Azure SQL Database caused some annoyance over the weekend with admins on the US east coast unable to connect to the service following a network infrastructure power failure.
The disruption started at 07:33 UTC on September 16 and wasn’t fully mitigated until more than 12 hours later at 21:38, Microsoft confirmed on its status page.
Microsoft said: “Some customers using Azure SQL Database in East US may have experienced issued when trying to connect to Databases. Connections to database hosted in East US region may have resulted in persistent errors or timeouts.”
As a customer noted on the platform formerly known as Twitter: “Sql DB connection lost in production. The failover doesn’t kick in, causing impact in daily activities. Thanks god it (sic) Saturday.”
The exact cause of the wobbly sessions has yet to be determined. Microsoft said: “We identified that during a brief period of time an underlying network infrastructure experienced power power issue. This caused compute nodes to become unhealthy, resulting in failures and timeouts for SQL Database.
As is often the case, the domino effect kicked in, and downstream services that rely on SQL Database struggled to run as normal.

------------------------------------------------------------

Continue the news report on the Azure SQL Database outage in East US, starting right after its last sentence.

------------------------------------------------------------

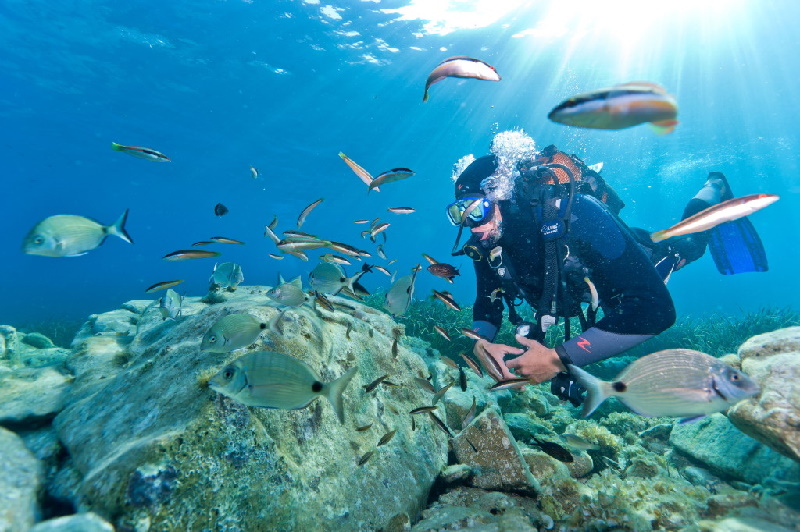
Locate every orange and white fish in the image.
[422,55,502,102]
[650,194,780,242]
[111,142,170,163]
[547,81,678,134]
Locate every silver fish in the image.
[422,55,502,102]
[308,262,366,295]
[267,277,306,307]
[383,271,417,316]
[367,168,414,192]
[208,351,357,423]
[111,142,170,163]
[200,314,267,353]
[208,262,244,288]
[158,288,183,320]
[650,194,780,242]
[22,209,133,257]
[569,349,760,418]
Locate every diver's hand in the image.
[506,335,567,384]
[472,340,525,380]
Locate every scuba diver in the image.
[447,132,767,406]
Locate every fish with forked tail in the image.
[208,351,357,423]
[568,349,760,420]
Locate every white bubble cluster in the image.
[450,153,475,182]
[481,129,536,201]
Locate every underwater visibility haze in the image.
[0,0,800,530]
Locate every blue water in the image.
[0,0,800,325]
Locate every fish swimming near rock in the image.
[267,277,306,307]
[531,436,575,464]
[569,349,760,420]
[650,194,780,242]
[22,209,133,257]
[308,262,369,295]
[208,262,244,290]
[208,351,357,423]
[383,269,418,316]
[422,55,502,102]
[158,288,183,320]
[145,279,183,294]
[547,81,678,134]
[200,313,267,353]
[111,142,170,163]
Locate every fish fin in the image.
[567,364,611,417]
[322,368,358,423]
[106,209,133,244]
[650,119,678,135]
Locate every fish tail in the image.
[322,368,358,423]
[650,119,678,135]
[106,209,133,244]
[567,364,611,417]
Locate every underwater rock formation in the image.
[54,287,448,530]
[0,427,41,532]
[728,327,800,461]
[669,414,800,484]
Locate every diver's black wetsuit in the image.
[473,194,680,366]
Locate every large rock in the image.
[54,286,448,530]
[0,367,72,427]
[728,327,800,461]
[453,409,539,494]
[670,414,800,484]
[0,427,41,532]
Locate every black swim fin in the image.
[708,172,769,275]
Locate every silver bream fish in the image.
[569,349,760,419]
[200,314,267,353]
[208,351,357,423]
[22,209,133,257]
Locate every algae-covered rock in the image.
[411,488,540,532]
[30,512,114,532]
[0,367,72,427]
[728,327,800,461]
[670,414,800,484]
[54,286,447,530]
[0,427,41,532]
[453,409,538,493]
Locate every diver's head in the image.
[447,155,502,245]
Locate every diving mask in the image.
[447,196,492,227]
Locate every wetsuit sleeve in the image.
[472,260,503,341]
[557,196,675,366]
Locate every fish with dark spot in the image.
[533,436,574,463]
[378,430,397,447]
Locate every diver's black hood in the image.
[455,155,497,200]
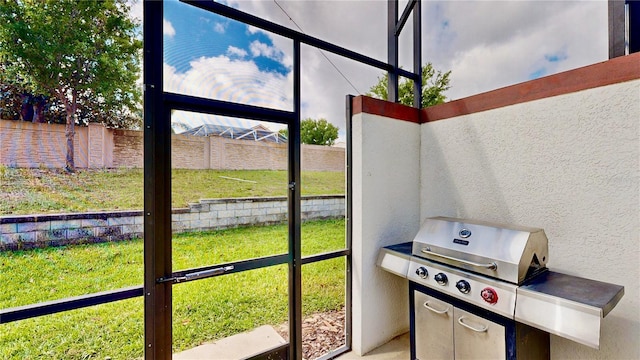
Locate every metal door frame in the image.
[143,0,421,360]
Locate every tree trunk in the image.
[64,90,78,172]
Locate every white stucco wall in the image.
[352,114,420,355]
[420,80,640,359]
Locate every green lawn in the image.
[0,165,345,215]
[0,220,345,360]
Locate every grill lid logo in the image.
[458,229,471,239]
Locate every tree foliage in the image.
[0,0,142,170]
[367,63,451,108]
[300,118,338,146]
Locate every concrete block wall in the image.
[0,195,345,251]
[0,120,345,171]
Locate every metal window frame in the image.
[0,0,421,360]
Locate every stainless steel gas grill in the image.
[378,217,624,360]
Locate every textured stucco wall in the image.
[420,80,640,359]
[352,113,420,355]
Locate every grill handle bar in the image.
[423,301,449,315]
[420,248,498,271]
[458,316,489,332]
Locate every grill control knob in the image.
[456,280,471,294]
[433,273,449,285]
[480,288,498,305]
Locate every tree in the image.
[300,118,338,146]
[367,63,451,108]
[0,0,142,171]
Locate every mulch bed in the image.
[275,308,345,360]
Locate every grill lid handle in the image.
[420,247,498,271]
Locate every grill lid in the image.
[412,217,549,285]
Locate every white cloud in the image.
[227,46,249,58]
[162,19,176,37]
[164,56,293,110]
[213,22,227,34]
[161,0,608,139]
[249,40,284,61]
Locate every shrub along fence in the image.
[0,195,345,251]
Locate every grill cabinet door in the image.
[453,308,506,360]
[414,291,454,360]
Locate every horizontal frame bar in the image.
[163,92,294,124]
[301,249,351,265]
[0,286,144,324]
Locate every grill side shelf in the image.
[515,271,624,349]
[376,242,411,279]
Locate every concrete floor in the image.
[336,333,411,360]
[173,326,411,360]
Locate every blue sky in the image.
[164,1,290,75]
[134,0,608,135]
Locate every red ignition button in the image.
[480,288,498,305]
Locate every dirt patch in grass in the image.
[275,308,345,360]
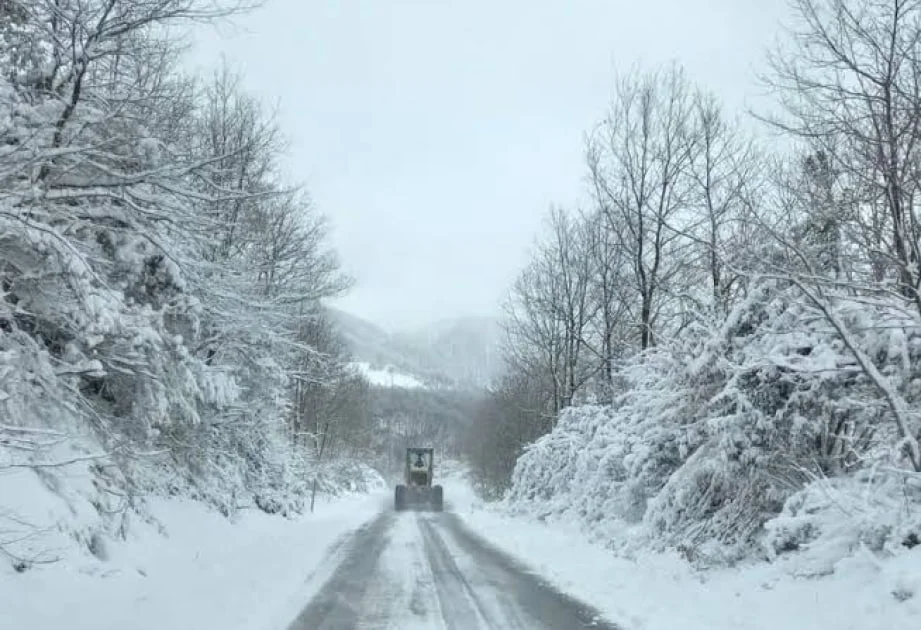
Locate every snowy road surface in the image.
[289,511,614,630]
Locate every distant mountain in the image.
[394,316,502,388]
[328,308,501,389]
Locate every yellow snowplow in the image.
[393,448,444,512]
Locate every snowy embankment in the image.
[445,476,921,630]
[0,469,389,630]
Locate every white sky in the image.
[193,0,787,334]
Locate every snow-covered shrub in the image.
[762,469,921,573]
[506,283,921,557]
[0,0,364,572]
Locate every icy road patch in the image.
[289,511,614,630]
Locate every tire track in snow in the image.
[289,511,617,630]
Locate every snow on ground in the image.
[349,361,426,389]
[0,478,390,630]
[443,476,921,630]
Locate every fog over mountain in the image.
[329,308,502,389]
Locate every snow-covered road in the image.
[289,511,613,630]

------------------------------------------------------------

- OUTPUT OF THE EXERCISE:
“We were notified of this issue through our internal monitoring systems, prompting us to initiate a thorough investigation,” Microsoft said. “In order to mitigate the initial impact, we rebooted the affected compute nodes, thereby restoring functionality to majority of databases. Subsequently, the remaining SQL DB instances was brought back online got bring survives to full functionality.”
The power issue at the root of the degraded services is still the source of investigations by engineers at Microsoft as they try to “establish a workstream to prevent future occurrence.”
So not exactly the mother of all outages that caused customers to gnash their teeth or pull their hair out, but also not a great look for Microsoft SQL DBV on Azure. Still, it wasn’t as embarrassing as the incident reported a week ago that wiped out Azure services on the Australian East cloud region.
In this, “a utility power sag tripped a subset of the cooling units offline in one datacenter, within one of the Availability Zones.” Microsoft concluded that understaffing and automation led to the challenge.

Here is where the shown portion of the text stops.